_Exercice donné 1_
Repérez dans les entrées toutes les lignes qui contiennent le mot « mountain » et recopiez-les.

╭─ Texte présenté

28 novembre 2015 : le président « aadi »

1 décembre 2015

28 novembre 2015 : le président « aadi »

Le président mauritanien Mohamed Ould Abdel Aziz (Photo : AMI)
Le président mauritanien Mohamed Ould Abdel Aziz (Photo : AMI)

Ce que le président Mohamed Ould Abdel Aziz (havawahou Allah¹, comme disent nos frères Marocains de leur roi) a dit, le 28 novembre, au cours de la conférence de presse depuis Nouadhibou est « aadi ». Je dirais même « aadi hatta » (normal, très normal même). Comment voulez-vous qu’un homme qui est au pouvoir depuis 2005 (eh oui), qui est seulement à la deuxième année de son second mandat et qui voudrait, disent les calomniateurs de la « mouarada² », s’essayer à un troisième mandat, comme les braves N’Kurunziza, Kagamé et N’Guessou, remette en cause ses acquis économiques, démocratiques et sociaux ?

╰─

_Exercice donné 2_
Reproduisez le passage de l'article sur le président mauritanien depuis « 1 décembre 2015 » jusqu'à « démocratiques et sociaux ? » inclus, sans rien y changer.

╭─ Données fournies

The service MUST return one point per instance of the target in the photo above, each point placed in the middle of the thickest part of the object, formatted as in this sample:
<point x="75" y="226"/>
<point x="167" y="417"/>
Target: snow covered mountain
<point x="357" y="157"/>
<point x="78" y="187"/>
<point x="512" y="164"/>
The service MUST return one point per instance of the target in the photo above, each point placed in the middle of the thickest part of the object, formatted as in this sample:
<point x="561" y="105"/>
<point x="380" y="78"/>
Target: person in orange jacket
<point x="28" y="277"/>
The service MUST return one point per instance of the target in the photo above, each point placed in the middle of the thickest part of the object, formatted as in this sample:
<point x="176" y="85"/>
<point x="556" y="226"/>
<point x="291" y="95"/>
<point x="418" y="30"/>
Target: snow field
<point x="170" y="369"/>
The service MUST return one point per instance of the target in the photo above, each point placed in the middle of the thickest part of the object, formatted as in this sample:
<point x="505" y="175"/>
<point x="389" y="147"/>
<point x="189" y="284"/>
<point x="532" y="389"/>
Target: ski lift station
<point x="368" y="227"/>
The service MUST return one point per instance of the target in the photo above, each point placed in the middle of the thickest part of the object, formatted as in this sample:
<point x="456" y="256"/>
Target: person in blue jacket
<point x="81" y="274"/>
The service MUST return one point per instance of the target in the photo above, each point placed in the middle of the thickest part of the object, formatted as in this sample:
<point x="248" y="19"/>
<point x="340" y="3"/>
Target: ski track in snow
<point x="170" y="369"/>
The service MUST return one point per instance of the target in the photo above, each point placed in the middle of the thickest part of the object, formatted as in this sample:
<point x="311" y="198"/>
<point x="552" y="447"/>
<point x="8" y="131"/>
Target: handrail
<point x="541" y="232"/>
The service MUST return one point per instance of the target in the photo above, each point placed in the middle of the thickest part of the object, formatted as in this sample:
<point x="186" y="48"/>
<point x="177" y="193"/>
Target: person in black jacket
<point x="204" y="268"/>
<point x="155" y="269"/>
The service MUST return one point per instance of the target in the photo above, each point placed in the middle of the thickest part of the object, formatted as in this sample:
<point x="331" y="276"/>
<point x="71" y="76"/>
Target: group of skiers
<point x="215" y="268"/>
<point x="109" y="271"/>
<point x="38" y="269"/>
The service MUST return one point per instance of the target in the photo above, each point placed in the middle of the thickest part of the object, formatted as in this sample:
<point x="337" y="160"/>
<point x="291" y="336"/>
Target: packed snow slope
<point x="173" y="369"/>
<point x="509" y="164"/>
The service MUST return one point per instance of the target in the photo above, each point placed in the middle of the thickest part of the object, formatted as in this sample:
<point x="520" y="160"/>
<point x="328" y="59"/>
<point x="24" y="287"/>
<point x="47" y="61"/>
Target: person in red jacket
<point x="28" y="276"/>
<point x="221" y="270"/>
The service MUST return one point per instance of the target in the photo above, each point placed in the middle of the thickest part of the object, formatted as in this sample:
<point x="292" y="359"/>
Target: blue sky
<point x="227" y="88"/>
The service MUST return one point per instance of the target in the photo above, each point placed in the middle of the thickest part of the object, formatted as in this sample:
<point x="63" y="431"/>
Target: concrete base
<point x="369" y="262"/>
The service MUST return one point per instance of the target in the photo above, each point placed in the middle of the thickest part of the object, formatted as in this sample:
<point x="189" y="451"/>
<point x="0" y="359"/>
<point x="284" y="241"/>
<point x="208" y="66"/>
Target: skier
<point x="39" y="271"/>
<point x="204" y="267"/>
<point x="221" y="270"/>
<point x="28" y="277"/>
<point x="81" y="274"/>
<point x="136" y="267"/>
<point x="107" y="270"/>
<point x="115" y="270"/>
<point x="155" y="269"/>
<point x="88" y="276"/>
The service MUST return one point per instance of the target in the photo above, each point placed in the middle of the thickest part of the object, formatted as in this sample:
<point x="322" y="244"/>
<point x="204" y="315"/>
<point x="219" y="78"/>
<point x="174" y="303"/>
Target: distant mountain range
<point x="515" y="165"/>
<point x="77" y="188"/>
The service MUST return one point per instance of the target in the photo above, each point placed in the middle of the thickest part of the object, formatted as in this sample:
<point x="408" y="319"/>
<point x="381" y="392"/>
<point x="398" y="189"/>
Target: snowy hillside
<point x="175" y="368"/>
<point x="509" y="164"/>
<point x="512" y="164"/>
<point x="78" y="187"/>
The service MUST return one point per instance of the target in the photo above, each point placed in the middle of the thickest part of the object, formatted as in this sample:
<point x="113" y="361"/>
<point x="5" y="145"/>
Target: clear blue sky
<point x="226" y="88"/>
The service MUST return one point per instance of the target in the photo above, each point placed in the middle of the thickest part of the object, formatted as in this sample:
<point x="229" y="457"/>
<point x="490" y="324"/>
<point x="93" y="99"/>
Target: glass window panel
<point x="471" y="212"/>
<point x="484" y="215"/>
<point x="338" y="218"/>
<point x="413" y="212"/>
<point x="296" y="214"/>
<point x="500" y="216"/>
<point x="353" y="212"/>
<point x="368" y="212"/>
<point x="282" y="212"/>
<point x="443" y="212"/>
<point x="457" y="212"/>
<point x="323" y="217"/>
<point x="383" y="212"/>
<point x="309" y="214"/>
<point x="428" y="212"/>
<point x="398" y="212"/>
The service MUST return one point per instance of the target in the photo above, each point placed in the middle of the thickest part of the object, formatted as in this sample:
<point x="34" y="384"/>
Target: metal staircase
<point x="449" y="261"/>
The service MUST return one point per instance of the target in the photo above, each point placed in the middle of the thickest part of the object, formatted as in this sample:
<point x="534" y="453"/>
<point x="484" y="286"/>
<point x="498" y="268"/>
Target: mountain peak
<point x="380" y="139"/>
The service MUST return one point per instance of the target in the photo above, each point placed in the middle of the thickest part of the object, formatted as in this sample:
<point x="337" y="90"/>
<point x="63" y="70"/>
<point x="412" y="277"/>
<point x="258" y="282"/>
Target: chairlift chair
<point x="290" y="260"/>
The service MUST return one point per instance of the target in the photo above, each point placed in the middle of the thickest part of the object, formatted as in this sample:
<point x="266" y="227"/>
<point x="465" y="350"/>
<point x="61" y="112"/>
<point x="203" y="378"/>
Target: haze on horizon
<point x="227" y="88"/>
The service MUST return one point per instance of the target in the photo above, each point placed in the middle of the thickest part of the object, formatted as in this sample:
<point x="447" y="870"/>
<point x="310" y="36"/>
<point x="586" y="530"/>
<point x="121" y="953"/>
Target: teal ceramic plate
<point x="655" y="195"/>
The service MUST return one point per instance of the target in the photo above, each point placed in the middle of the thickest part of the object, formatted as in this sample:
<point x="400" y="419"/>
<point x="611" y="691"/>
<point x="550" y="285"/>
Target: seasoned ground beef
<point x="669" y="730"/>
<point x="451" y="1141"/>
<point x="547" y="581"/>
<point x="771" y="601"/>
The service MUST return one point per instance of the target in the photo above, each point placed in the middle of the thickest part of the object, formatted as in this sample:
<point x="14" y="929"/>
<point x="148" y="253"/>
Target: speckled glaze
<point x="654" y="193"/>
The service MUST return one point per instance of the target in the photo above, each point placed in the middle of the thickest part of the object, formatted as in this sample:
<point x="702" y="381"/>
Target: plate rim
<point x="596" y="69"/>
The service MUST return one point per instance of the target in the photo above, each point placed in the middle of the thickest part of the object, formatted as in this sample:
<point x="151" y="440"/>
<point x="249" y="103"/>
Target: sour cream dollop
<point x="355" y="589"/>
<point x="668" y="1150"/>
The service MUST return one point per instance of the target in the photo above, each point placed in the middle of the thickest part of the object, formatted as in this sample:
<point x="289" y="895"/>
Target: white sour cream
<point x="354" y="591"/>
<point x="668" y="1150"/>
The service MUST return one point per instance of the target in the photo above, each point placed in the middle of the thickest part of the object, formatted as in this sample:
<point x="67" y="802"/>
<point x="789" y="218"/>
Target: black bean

╰─

_Réponse complète 1_
Target: snow covered mountain
Target: distant mountain range
Target: mountain peak

_Réponse complète 2_
1 décembre 2015

28 novembre 2015 : le président « aadi »

Le président mauritanien Mohamed Ould Abdel Aziz (Photo : AMI)
Le président mauritanien Mohamed Ould Abdel Aziz (Photo : AMI)

Ce que le président Mohamed Ould Abdel Aziz (havawahou Allah¹, comme disent nos frères Marocains de leur roi) a dit, le 28 novembre, au cours de la conférence de presse depuis Nouadhibou est « aadi ». Je dirais même « aadi hatta » (normal, très normal même). Comment voulez-vous qu’un homme qui est au pouvoir depuis 2005 (eh oui), qui est seulement à la deuxième année de son second mandat et qui voudrait, disent les calomniateurs de la « mouarada² », s’essayer à un troisième mandat, comme les braves N’Kurunziza, Kagamé et N’Guessou, remette en cause ses acquis économiques, démocratiques et sociaux ?